Extrait cité =>
####################
Les organisateurs du festival d'août 1969 rêvaient d'organiser un "remake" pour ce 50e anniversaire. Mais l'événement a été annulé après de multiples défections et changements de lieu. 

Article rédigé par franceinfo Culture avec AFP
France Télévisions - Rédaction Culture
Publié Mis à jour
Temps de lecture : 5 min
Des festivaliers se reposent au Festival Woodstock qui s'est tenu du 15 au 18 aoôt 1969.  (ANNIE BIRCH / ANNIE BIRCH PERSONAL COLLECTION)
####################
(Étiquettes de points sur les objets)
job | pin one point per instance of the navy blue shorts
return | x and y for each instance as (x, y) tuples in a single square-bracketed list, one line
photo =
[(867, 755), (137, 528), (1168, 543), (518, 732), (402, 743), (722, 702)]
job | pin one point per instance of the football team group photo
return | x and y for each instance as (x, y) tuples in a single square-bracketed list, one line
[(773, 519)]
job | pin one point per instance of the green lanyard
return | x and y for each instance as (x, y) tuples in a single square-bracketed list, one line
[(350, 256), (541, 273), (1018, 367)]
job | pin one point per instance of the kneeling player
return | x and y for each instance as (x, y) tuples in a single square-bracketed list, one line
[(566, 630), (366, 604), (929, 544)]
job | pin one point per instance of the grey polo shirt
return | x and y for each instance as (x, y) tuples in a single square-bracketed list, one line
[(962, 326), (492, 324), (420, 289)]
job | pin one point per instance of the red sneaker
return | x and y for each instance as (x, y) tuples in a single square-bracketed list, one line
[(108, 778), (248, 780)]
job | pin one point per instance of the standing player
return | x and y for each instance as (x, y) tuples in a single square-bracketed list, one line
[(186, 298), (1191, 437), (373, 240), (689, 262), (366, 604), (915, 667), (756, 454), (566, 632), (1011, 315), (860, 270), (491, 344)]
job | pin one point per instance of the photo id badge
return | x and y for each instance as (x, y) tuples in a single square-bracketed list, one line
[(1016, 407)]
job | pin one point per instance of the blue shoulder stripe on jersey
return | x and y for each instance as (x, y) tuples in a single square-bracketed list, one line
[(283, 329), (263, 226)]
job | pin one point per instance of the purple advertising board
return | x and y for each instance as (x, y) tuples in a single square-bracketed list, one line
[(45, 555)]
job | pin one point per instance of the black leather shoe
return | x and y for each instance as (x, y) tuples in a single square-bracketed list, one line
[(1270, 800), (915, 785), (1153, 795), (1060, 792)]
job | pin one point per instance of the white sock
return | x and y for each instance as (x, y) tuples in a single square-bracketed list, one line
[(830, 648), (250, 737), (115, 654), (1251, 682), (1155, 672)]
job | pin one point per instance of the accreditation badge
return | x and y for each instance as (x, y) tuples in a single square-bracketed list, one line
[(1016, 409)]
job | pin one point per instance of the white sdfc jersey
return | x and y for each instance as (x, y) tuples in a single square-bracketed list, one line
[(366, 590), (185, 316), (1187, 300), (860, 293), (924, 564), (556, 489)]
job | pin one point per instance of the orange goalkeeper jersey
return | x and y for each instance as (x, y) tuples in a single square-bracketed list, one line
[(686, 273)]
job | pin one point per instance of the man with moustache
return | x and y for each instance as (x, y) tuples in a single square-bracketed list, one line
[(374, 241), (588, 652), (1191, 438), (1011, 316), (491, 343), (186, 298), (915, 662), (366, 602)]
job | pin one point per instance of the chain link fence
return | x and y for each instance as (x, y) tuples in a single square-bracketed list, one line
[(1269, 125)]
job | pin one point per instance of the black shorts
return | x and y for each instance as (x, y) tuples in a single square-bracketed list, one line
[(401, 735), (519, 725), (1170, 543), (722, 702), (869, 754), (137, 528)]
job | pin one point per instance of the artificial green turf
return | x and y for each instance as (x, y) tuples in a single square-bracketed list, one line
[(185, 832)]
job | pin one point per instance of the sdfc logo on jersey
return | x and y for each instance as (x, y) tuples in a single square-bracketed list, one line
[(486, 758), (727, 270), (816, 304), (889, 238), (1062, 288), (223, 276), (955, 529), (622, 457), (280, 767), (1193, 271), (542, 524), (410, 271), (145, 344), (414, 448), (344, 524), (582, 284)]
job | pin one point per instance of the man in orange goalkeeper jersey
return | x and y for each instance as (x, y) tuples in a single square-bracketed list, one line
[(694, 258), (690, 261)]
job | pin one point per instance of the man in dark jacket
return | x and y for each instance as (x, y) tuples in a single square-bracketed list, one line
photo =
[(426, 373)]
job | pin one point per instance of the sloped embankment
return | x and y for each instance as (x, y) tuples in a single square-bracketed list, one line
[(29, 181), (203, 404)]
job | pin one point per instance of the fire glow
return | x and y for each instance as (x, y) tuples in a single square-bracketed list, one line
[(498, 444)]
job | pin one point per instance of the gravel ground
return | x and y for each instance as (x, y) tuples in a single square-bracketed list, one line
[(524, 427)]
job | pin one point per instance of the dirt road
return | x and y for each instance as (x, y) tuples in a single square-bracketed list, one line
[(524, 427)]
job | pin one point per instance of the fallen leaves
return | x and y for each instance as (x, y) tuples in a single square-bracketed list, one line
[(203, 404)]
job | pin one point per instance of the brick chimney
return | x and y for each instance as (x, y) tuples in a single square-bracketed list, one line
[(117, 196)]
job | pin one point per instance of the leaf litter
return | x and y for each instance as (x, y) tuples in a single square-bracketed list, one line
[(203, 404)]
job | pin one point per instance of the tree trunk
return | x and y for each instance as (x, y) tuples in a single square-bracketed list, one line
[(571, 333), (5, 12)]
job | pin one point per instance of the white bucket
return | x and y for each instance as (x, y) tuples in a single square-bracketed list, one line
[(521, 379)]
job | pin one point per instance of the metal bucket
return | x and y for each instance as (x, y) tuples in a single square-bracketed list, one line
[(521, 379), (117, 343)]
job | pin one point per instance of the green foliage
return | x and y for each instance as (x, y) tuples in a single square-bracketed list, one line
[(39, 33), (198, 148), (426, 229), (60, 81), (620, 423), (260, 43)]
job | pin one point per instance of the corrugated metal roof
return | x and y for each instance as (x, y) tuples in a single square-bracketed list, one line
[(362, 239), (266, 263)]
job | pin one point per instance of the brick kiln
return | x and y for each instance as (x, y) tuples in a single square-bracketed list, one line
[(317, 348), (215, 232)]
####################
Consignes =>
(A) D'après l'extrait sur le festival de Woodstock, qu'est-ce qui a entraîné l'annulation de l'événement prévu pour le 50e anniversaire ?
(B) Rédigez la suite de l'extrait sur le festival de Woodstock.
Ces données proviennent d'une autre source.

Réponses =>
(A) De multiples défections et changements de lieu.

(B)
Au printemps 1969, personne, et surtout pas les jeunes organisateurs, ne prévoyait que le festival de Woodstock deviendrait emblématique d'une génération et du mouvement hippie. Avec son message idéaliste de paix et d'amour, il tranchait avec la décennie finissante, faite de violentes manifestations et d'assassinats, sur fond de guerre du Vietnam. Au départ, il s'agissait avant tout de promouvoir, avec une série de concerts, la création musicale au nord de New York. C'était il y a 50 ans, du 15 au 18 août 1969, à une époque où le rock était encore jeune, où porter les cheveux longs était un acte de rébellion, où les manifestations contre la guerre étaient quasi-quotidiennes.

En 1969, des centaines de milliers de festivaliers s'étaient réunis dans un champ de Bethel pour un week-end de musique, d'amour libre et de consommation de drogues.  (ANNIE BIRCH / ANNIE BIRCH PERSONAL COLLECTION)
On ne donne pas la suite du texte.